Data items:
☆ ☆ ☆ ☆
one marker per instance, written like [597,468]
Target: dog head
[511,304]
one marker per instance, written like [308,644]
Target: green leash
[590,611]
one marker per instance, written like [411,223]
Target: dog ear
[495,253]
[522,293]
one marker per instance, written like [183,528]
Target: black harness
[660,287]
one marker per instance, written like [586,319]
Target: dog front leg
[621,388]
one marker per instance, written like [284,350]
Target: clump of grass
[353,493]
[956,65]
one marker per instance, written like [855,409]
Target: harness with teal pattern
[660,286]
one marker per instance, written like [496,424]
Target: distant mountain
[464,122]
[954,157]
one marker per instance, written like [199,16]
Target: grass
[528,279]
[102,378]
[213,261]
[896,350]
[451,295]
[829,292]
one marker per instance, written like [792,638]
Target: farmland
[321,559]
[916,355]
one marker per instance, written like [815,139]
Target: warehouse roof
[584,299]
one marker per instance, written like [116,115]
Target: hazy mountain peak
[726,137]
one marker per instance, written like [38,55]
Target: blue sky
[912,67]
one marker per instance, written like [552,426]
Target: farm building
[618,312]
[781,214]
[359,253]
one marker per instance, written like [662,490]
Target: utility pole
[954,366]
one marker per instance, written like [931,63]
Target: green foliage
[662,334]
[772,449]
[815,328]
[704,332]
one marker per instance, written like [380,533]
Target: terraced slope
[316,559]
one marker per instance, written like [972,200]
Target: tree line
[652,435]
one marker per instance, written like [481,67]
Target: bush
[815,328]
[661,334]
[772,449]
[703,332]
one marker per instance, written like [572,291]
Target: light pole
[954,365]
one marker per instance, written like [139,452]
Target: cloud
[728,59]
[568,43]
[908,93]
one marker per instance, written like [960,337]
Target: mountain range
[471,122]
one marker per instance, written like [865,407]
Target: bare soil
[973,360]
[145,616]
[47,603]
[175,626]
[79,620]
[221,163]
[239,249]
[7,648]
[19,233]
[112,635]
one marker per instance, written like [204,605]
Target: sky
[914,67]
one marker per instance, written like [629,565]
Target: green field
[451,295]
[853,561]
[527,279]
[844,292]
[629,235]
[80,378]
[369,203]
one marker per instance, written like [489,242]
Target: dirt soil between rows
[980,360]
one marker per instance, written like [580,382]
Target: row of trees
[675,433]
☆ ☆ ☆ ☆
Exercise: Please give back the entries above, unchanged and complete.

Expected answer:
one marker per instance, written like [597,468]
Target: dog head
[511,304]
one marker per instance, written like [308,644]
Target: green leash
[590,611]
one marker per instance, written like [411,223]
Target: dog ear
[495,253]
[522,293]
one marker per instance, written like [183,528]
Target: black harness
[660,287]
one marker per instance, written like [586,319]
Target: dog front leg
[621,388]
one marker per instance, written like [284,350]
Target: clump of grass
[353,493]
[956,65]
one marker per instance, written like [855,409]
Target: harness with teal pattern
[660,286]
one marker per instance, written like [496,424]
Target: distant mountain
[464,122]
[954,157]
one marker per instance, written like [199,16]
Target: grass
[528,279]
[102,378]
[213,261]
[896,350]
[451,295]
[829,292]
one marker per instance, written like [792,638]
Target: farmland
[321,559]
[916,355]
one marker per instance, written like [815,139]
Target: warehouse roof
[584,299]
one marker per instance, written like [116,115]
Target: hazy mountain peak
[726,137]
one marker per instance, written like [38,55]
Target: blue sky
[912,67]
one marker per instance, written like [552,426]
Target: farm building
[618,312]
[781,214]
[359,253]
one marker per instance, written like [662,490]
Target: utility pole
[954,366]
one marker per instance, written like [931,63]
Target: green foliage
[662,334]
[772,449]
[815,328]
[704,332]
one marker per instance, written like [380,533]
Target: terraced slope
[316,559]
one marker per instance, written like [972,200]
Target: tree line
[652,435]
one marker per instance, written like [481,67]
Target: bush
[815,328]
[661,334]
[772,449]
[703,332]
one marker per instance, written like [572,291]
Target: light pole
[954,365]
one marker per instance, written like [139,452]
Target: cloud
[728,59]
[568,43]
[908,93]
one marker per instance, written like [960,337]
Target: mountain range
[471,122]
one marker per instance, written like [865,407]
Target: bare soil
[973,360]
[145,616]
[47,603]
[175,626]
[79,620]
[221,163]
[239,249]
[7,648]
[19,233]
[112,635]
one marker per instance, written like [204,605]
Target: sky
[914,67]
one marker per instance, written like [629,565]
Target: green field
[451,295]
[853,561]
[527,279]
[844,292]
[629,235]
[80,378]
[369,203]
one marker per instance, written like [489,242]
Target: dirt soil between rows
[980,360]
one marker per instance, written like [580,382]
Target: row of trees
[675,433]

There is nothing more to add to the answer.